--- PAGE EXCERPT ---
I am always a little sceptical about those figures of costs for raising a child they take into the cost of upgrading your house lots of people already live in 3 bedroom homes and the car as well lots already have what is best deemed a family car. take the cost of upgrading these out and the costs go down. I am sure there are other ways to cut the costs too.
True, but I wonder if there are other things they’re NOT taking into a account – do they count maternity clothes, all the baby-rearing books you buy, or more intangible things like the opportunity cost of not getting promoted because you’re always leaving early to pick your kids up from school? I guess we have to assume they’re probably missing things on both sides, but overall, I bet it’s fairly close.
I can’t comment on this cost estimator in particular, but some of the estimates I’ve seen in the past (and they tend to center more or less around the same amounts of money) have specifically said they do not count things like opportunity costs, college tuition, music lessons, etc. These are bare-bones estimates. They don’t include extras. That’s why sometimes the calculators will break down the estimates depending on the household income of the parents: the higher the income, the more each child will cost because richer parents can afford more extras.
I do wish the estimates would take more of these things into account so it would give people a more real-life idea of exactly how much cash they will be parting with. Opportunity costs will probably dwarf things like food and upgrading to a bigger car, so not including them gives a really skewed answer (skewed way LOW). It’s always the intangibles (the things that you don’t pick up at the store piecemeal with price tags attached) that end up draining the bank account over time. If raising a kid was only about buying onesies and school supplies, it wouldn’t be so damn expensive.
Re: people who already have family-sized cars or houses big enough to raise kids in, true, they’re still paying the cost of those things regardless of whether they have kids or not, but the point is, if you don’t have kids, you can choose to pay less for a smaller house or smaller car. The overall point still stands, that if you have kids, you’re going to have to shell out the money for these things. Childless/childfree people may choose to buy a 3-bedroom house instead of a one-bedroom apartment, but parents don’t have a choice, unless they want Junior sleeping in their bedroom until college.
Yes, I am replying to myself like a huge loser, but I wanted to add about housing costs that regardless of the size of your house, living in a good school district is hella expensive, and people without kids (especially those who will never have kids) can choose to live elsewhere. My 2-bedroom townhouse, moved about three zip codes over, would be unaffordable for us. We could afford to buy it because we don’t have to worry about the test scores of the school down the street. I wonder if the cost estimates take *that* into account, and not just the price tag of buying a bigger house.
--- DATASET ---
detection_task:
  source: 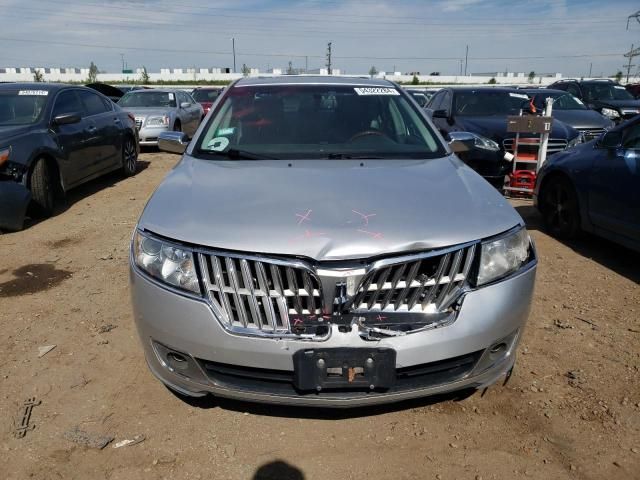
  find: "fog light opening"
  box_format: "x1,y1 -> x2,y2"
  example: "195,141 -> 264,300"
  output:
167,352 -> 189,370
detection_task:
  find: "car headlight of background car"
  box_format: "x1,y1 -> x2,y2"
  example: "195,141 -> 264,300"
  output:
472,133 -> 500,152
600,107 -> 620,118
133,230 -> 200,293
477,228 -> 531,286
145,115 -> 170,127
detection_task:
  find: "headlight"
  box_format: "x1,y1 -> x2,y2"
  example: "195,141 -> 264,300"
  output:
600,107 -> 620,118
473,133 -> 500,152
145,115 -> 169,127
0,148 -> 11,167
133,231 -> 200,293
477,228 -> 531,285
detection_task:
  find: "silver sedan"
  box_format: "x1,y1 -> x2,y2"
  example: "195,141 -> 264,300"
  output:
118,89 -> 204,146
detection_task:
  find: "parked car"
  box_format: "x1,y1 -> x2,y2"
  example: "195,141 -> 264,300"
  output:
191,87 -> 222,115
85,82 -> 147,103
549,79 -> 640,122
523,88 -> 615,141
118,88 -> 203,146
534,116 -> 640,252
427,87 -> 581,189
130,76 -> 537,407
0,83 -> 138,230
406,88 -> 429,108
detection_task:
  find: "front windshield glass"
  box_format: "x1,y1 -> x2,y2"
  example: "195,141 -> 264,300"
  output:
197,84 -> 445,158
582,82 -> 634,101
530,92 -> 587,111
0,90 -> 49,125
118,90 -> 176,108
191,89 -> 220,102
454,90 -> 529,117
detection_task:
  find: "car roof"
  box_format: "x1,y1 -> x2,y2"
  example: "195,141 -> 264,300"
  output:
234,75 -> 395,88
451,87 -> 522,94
---
--- DATASET ---
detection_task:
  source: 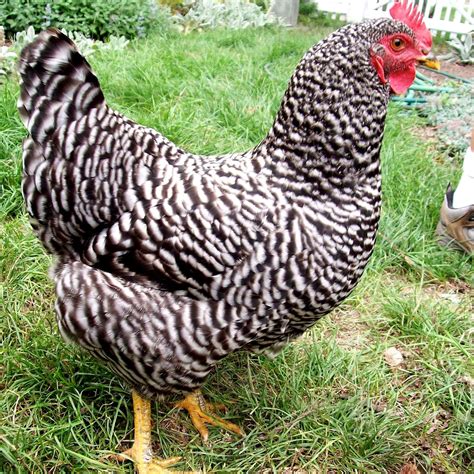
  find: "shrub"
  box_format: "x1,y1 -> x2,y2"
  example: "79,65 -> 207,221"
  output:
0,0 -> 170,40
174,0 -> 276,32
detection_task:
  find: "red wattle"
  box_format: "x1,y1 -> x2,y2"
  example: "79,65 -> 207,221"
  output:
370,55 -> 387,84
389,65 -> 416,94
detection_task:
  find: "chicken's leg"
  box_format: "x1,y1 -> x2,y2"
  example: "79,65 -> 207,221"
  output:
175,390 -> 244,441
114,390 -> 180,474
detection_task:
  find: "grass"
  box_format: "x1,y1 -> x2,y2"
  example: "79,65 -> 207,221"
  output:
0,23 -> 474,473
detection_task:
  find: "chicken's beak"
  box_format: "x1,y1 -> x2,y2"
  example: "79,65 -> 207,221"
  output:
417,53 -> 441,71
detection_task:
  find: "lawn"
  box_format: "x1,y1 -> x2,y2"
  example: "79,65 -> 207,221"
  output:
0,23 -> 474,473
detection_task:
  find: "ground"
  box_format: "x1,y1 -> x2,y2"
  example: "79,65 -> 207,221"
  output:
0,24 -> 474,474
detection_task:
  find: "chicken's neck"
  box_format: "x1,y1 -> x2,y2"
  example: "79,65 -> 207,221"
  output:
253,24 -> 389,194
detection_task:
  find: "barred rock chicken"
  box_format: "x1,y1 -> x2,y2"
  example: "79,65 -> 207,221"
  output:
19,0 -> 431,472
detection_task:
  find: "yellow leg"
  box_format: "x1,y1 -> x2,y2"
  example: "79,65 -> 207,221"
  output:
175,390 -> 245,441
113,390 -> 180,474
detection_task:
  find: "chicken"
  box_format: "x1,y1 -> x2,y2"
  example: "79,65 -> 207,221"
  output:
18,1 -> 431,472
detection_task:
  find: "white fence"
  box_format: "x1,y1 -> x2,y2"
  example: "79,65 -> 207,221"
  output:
---
--- DATASET ---
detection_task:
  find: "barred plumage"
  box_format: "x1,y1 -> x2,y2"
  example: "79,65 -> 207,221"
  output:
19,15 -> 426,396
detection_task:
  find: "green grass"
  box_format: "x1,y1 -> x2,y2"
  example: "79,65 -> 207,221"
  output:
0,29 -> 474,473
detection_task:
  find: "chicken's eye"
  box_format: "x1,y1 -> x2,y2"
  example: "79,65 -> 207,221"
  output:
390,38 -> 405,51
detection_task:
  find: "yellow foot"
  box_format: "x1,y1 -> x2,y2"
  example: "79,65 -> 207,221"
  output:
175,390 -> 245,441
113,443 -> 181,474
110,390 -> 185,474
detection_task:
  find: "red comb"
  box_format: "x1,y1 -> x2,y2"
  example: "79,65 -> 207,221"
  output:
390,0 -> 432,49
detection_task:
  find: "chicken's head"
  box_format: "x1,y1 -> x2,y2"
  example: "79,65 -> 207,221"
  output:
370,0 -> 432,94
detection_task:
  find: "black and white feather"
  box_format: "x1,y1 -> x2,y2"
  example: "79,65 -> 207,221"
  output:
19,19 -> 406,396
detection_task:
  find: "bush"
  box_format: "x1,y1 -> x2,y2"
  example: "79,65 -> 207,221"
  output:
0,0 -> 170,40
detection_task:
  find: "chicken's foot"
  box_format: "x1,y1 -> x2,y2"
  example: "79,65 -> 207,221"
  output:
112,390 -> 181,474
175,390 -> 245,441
---
» GOALS
A: In the discussion of child-raising cost estimates, the comment beginning "I can't comment on this cost estimator" names the things that such estimates specifically do not count. List them.
B: Carry the discussion of child-raising cost estimates forward from its last sentence.

» ANSWERS GIVEN
A:
- Opportunity costs
- College tuition
- Music lessons

B:
These are all REALLY good points. I wish I were smart enough to come up with a more accurate and comprehensive calculator that could take all of these things into account. If I ever find one, I promise to add it to the site!
Here is a link to a page which talks about costs in New Zealand of raising children. Its worth a look to compare
Sorry that link won’t work this will though
Just note that things have increased in proce since that article was written but you get a rough idea of it
It’s so interesting to me how different countries view the economies of having children. I read that there’s a huge upswing in Russian women not having children for financial reasons.
Things have definitely increased in price with that article being about 10 years old now
I think the Listener recently suggested $180k for one child in a low income family as a bare bones starting rate… Thats a LOT of money! And if we had kids, we would want to give them lots of opportunities, hence the debate at the moment is “if we do, do we just have one so we can afford to give them the opportunities?”
blah blah blah (covering my eyes)…I don’t want to hear this! Who knew triangles with faces could be so depressing?
I know, everyone knows the rectangle is the most depressing shape! Fail.
Interesting graphic. I’m always interested why they put housing on the list of costs, though. You’d have to pay for that anyway. (Unless they mean that parents are paying for kids after 18 or when they’ve moved out.) I don’t know why, but that always perplexes me.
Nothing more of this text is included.